*INSTRUCTIONS TO FOLLOW*:
In the entries that follow, identify the line containing "the white body" and return it together with all later lines, exactly as they appear.

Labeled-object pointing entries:
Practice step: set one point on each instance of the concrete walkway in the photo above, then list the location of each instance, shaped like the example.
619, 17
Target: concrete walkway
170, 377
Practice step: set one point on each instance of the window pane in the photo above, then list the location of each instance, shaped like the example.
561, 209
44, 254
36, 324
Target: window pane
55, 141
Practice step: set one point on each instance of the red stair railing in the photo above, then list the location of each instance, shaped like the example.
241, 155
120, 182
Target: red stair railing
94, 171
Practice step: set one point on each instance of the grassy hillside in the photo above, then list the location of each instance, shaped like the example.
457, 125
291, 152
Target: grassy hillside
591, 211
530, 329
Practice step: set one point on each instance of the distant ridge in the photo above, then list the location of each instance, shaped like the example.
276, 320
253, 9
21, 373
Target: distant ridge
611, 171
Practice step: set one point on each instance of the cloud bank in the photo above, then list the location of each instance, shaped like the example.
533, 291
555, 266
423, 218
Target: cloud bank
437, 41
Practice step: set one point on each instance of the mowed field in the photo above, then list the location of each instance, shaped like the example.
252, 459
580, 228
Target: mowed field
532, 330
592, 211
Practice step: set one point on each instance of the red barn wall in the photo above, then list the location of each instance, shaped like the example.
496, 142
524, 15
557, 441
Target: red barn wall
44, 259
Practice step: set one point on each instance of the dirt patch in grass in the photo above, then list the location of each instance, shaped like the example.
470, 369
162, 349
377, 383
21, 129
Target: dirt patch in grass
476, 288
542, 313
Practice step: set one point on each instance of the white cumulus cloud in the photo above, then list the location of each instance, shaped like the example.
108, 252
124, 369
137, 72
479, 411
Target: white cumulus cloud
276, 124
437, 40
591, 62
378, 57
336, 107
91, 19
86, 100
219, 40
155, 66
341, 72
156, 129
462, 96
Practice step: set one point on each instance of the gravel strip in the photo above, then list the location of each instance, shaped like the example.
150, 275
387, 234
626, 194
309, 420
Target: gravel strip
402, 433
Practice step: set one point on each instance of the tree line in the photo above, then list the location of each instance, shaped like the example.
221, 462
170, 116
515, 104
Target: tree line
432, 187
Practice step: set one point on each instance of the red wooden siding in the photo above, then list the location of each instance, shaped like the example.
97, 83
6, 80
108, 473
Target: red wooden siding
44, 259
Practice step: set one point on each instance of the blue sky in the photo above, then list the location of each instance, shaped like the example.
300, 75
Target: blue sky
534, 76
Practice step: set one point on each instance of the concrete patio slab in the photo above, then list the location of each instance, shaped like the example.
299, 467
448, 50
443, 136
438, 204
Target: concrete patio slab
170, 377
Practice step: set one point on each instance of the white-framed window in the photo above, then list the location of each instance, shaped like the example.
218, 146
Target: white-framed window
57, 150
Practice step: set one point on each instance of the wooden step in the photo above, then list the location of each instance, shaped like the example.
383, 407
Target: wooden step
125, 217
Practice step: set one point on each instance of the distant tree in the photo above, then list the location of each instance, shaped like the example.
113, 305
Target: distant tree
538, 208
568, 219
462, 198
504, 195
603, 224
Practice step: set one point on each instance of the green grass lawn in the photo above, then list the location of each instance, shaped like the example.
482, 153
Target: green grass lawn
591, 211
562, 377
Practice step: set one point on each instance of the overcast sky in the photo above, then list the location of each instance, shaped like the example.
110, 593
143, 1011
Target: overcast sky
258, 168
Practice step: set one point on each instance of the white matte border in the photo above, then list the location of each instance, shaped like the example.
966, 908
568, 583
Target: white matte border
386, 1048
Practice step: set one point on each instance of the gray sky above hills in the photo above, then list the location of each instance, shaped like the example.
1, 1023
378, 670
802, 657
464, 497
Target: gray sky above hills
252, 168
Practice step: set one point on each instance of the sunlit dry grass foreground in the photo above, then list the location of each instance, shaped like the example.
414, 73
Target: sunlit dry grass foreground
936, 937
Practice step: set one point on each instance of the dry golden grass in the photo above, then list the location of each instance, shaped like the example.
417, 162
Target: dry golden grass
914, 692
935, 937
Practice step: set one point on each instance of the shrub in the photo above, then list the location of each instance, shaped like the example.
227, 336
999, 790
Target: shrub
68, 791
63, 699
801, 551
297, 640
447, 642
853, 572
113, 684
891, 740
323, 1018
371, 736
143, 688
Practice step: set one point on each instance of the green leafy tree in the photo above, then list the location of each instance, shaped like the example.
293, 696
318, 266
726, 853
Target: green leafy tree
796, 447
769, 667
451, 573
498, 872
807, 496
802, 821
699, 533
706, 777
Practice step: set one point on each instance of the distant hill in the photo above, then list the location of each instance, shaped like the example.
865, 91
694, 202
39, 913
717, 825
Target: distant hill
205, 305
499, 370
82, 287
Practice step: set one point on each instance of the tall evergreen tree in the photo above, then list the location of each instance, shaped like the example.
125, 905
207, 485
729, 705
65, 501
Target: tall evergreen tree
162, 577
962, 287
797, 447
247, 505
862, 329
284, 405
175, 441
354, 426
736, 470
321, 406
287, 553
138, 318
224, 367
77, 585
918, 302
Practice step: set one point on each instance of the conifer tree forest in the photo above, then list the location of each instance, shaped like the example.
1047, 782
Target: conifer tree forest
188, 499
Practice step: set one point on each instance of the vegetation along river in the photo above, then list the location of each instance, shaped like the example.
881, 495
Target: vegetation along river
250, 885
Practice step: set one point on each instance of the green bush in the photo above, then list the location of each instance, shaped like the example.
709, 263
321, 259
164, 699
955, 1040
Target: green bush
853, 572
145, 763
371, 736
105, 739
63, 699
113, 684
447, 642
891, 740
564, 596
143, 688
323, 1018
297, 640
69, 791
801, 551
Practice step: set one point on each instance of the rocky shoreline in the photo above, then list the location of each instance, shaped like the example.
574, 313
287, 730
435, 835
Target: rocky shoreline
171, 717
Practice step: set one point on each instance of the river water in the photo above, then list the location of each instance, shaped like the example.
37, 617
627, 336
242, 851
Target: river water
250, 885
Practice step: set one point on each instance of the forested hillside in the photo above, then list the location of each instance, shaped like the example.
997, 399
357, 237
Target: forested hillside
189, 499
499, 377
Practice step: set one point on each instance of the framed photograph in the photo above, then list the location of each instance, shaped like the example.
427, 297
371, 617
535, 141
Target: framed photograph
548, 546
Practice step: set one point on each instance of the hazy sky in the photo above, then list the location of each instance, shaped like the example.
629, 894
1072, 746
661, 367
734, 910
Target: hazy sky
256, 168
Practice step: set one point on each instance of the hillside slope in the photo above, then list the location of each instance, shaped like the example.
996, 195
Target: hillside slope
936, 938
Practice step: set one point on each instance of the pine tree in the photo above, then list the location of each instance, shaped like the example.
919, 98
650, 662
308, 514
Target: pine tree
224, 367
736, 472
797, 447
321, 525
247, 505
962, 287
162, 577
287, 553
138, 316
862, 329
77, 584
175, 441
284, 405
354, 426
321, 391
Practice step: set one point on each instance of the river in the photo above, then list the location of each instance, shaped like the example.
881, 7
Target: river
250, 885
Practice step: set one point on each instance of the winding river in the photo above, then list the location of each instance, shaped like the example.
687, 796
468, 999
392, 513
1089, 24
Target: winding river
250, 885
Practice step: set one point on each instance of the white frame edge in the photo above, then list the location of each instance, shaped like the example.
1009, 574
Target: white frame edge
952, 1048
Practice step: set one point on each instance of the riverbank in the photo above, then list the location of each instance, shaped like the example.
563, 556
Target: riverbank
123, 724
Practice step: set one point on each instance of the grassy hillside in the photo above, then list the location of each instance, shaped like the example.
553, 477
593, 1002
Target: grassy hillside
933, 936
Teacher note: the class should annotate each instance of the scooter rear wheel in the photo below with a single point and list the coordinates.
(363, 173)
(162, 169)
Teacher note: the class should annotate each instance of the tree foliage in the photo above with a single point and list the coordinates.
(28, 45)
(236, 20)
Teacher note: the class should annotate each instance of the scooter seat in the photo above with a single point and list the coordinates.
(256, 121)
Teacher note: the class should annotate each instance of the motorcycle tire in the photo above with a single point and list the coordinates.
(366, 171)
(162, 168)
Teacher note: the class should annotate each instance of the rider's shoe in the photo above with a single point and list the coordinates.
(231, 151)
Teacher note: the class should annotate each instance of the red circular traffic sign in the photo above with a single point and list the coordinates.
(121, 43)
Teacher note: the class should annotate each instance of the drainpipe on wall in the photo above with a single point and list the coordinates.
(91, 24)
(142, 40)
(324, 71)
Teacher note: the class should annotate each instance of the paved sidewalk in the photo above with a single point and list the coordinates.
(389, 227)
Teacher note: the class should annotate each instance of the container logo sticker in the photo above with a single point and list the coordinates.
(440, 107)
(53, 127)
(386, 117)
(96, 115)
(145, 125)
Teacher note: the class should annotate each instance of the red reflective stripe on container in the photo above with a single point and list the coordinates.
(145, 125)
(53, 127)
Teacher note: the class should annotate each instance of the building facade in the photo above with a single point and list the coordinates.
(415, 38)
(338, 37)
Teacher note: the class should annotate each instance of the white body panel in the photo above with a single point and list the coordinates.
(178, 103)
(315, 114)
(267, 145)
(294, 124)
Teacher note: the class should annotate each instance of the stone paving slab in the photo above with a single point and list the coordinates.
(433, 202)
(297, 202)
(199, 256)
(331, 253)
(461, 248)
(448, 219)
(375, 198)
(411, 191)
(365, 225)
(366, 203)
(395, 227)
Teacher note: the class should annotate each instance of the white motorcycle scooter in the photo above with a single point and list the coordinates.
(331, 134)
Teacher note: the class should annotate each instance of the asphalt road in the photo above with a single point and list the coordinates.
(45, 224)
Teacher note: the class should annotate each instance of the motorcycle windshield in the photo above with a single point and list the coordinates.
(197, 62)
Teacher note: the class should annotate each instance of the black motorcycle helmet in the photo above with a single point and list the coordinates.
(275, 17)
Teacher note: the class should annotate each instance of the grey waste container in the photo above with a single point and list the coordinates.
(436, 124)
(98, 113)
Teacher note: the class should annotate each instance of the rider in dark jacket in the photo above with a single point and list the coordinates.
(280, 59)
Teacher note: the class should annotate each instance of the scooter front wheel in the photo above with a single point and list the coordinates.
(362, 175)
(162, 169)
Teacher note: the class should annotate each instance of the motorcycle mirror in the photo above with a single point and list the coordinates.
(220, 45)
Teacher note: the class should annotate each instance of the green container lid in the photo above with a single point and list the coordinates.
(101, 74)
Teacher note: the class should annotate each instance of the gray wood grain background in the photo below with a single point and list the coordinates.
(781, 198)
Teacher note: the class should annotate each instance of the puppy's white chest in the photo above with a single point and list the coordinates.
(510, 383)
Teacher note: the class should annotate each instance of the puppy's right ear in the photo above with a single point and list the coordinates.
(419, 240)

*ANSWER TO THIS EXERCISE*:
Teacher note: the class should annotate each instance of the white body panel in the photo above with a single point and list the coordinates.
(178, 103)
(315, 114)
(267, 145)
(294, 124)
Teacher note: the class should annotate each instance of the stone paving slab in the photo above with a single point and list the coordinates.
(433, 202)
(297, 202)
(199, 256)
(331, 253)
(461, 248)
(448, 219)
(375, 198)
(411, 191)
(365, 225)
(366, 203)
(395, 227)
Teacher note: the class should annotate each instance of the white motorcycle scooter in the photo above with a single point and list the coordinates.
(331, 134)
Teacher note: the class should annotate each instance of the asphalt road in the photo above with a single point and list the coordinates.
(45, 224)
Teacher note: the class should annotate each instance of the motorcycle windshield in the photo above with a single point and list the coordinates.
(197, 62)
Teacher note: the class should annotate each instance of the black motorcycle helmet in the photo above with a single point and list the coordinates.
(275, 17)
Teacher note: the class should annotate each instance of the grey waste container in the photo above with a single point and list the coordinates.
(436, 124)
(98, 113)
Teacher note: the class should annotate each instance of the rider in dark jacket in the photo above with a single point and list the coordinates.
(280, 59)
Teacher note: the class should annotate each instance of the scooter front wheel in the photo above with a single point and list the coordinates.
(362, 175)
(162, 169)
Teacher note: the class should annotate each instance of the motorcycle mirror in the photo above with a single point and list the coordinates.
(220, 45)
Teacher note: the class should annotate each instance of the green container lid in the photo above with a single point and list the coordinates.
(101, 74)
Teacher note: the class should annotate each instance of the gray wood grain background in the photo below with a single point and list the coordinates.
(781, 198)
Teacher note: the class should annotate each instance of the puppy's white chest in the photo above with a single point and list the coordinates.
(510, 383)
Teacher note: the class should annotate each instance of the puppy's right ear in the photo above with a single point and list the coordinates.
(419, 240)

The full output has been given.